┌────────

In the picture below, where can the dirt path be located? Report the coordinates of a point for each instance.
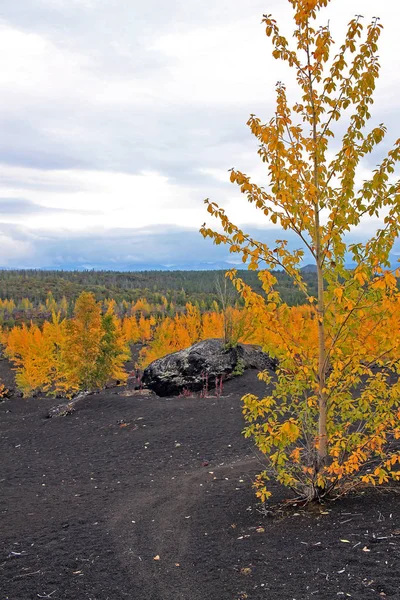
(88, 501)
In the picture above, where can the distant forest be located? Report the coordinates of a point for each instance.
(178, 287)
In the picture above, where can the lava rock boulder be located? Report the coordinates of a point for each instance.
(199, 366)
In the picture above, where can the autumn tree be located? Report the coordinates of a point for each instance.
(332, 418)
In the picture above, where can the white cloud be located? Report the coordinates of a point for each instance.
(136, 111)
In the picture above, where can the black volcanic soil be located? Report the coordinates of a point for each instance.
(89, 501)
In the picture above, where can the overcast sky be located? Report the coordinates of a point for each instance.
(118, 117)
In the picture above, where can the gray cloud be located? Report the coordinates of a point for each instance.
(21, 206)
(112, 42)
(128, 249)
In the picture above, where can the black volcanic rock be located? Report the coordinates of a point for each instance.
(204, 361)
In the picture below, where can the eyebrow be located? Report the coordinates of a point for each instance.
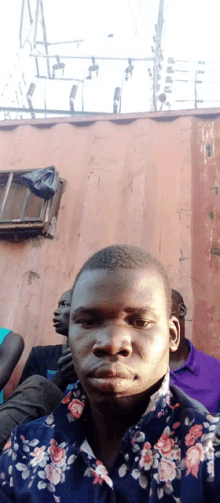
(129, 310)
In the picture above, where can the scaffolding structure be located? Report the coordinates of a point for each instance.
(50, 64)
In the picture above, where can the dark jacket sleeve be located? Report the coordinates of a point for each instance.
(31, 366)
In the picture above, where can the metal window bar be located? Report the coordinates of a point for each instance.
(27, 198)
(7, 188)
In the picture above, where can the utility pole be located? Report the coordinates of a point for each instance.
(157, 55)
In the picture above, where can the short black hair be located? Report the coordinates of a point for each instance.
(178, 307)
(118, 257)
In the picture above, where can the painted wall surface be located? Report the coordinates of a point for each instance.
(134, 179)
(206, 235)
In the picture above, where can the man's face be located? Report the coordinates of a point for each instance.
(119, 333)
(62, 314)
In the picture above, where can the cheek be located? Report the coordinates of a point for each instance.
(160, 345)
(80, 344)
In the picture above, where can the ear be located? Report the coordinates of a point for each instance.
(174, 328)
(182, 309)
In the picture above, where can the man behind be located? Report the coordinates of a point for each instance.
(122, 435)
(196, 373)
(47, 360)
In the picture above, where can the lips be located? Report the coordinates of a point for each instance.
(56, 321)
(111, 373)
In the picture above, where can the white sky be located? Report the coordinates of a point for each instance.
(191, 32)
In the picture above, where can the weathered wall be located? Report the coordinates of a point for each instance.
(206, 235)
(127, 182)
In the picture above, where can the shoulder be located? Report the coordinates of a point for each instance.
(207, 359)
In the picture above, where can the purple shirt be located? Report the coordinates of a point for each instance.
(199, 377)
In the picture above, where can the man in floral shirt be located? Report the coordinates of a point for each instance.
(122, 434)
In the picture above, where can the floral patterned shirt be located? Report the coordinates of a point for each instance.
(171, 455)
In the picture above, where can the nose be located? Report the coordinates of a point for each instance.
(113, 340)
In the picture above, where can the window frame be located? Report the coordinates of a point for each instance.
(49, 209)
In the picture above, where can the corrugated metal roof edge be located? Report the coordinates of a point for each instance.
(203, 113)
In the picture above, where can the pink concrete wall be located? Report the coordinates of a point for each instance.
(128, 181)
(206, 235)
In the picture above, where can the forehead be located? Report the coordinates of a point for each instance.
(133, 288)
(65, 297)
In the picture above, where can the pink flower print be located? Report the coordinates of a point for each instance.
(58, 455)
(210, 468)
(7, 445)
(101, 474)
(176, 425)
(165, 445)
(76, 408)
(38, 455)
(53, 474)
(194, 455)
(166, 470)
(146, 460)
(194, 432)
(66, 399)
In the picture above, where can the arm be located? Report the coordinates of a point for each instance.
(10, 352)
(31, 366)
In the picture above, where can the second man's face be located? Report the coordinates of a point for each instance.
(119, 332)
(62, 314)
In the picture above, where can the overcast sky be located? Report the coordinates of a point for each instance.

└────────

Reproduce every entry word for word, but omit the pictures.

Your solution >>
In the picture below, where can the dirt path be located? Report the coordinates of a point for each instance.
(88, 501)
In the picture above, where can the distant forest be located? Report the coordinates of a point for each instance.
(178, 287)
In the picture above, where can the lava rock boulder be located? Report the coordinates of a point for each instance.
(199, 366)
In the picture above, where can the autumn tree be located? Report the coordinates of a point for each instance.
(332, 418)
In the picture above, where can the white cloud be located? Report the coordinates of a point for each instance.
(136, 111)
In the picture above, where can the black volcanic soil be located? Report the coordinates of a point for each instance.
(89, 501)
In the picture above, where can the overcast sky be located? Report the coordinates of a point for each instance.
(118, 117)
In the picture above, where can the gray cloud be located? Report the coordinates of a point for each instance.
(21, 206)
(112, 42)
(128, 249)
In the picture above, where can the black volcanic rock be located? Report the coordinates of a point for each instance.
(204, 361)
In the picture below, where can the eyebrow be located? Report the coordinates of a point for each instance.
(129, 310)
In the picture above, where can the scaffolding structure be located? Report the coordinates of a point for each instance.
(50, 64)
In the picture above, where can the dark jacket sleeve be located? Report the coordinates of a point for each instance.
(31, 366)
In the picture above, where can the metal window bar be located? Report the coordinates of a point for each instance.
(27, 198)
(7, 188)
In the picture above, where can the utility pole be located? Report the coordinates of a point for each instance.
(157, 55)
In the picture above, where can the short black hair be located? Report the coordinates of a point for each instance.
(178, 307)
(118, 257)
In the picture above, where can the painted wall surface be located? Report the coordinates of a point for each instance.
(134, 179)
(206, 235)
In the picture above, where can the man's face be located? Report the coordinates of a point for each instance.
(119, 333)
(62, 314)
In the picture above, where can the cheek be located? Report the coordinates of a point for each instance.
(160, 345)
(80, 344)
In the picture above, where can the ear be located? Report the coordinates of a point for each instance.
(174, 328)
(182, 309)
In the picture above, where can the man behind be located? Report the coordinates of a point for each instance.
(122, 435)
(196, 373)
(47, 360)
In the picture above, where can the lips be located? Report the coordinates of a point for each instance.
(56, 321)
(111, 373)
In the picture above, where can the white sky be located? Report the coordinates of a point for each instance.
(191, 32)
In the picture above, where can the weathered wall be located? Report the coordinates of a point for each instance.
(206, 235)
(127, 182)
In the picture above, where can the shoulder be located? Report the coordinates of a point for each instance.
(207, 359)
In the picture above, where can the purple shirt be located? Report the coordinates of a point for each instance.
(199, 377)
In the picture above, where can the man in floral shirt be located? Report the coordinates of a point for each instance.
(122, 434)
In the picture above, where can the floral patterned shirt be located? Report the coordinates of a point for each instance.
(171, 455)
In the picture above, where can the nose be located? Report the coordinates of a point for each instance.
(113, 340)
In the picture above, where can the window frame be located? Report the coordinates of a point for each instance.
(49, 209)
In the picture above, where can the corrugated metal roof edge be located? Report the coordinates of a point for each instance.
(203, 113)
In the picture above, where can the pink concrete wall be located? Report the coordinates of a point for each instance.
(128, 181)
(206, 235)
In the picture above, where can the forehead be located? Report the coordinates of a point for each instance.
(133, 288)
(65, 297)
In the picture above, where can the pink flower print be located? Report the coordinates of a point for each instance.
(58, 455)
(210, 468)
(7, 445)
(101, 474)
(176, 425)
(165, 445)
(76, 408)
(38, 455)
(53, 474)
(194, 455)
(166, 470)
(146, 460)
(194, 432)
(66, 399)
In the picture above, where can the arm be located? Report the coordinates of a point for each instance.
(10, 352)
(31, 366)
In the picture above, where can the second man's face be located? Report the coordinates of a point for each instance.
(119, 332)
(62, 314)
In the picture above, where can the overcast sky be located? Report the coordinates of a point for each instance.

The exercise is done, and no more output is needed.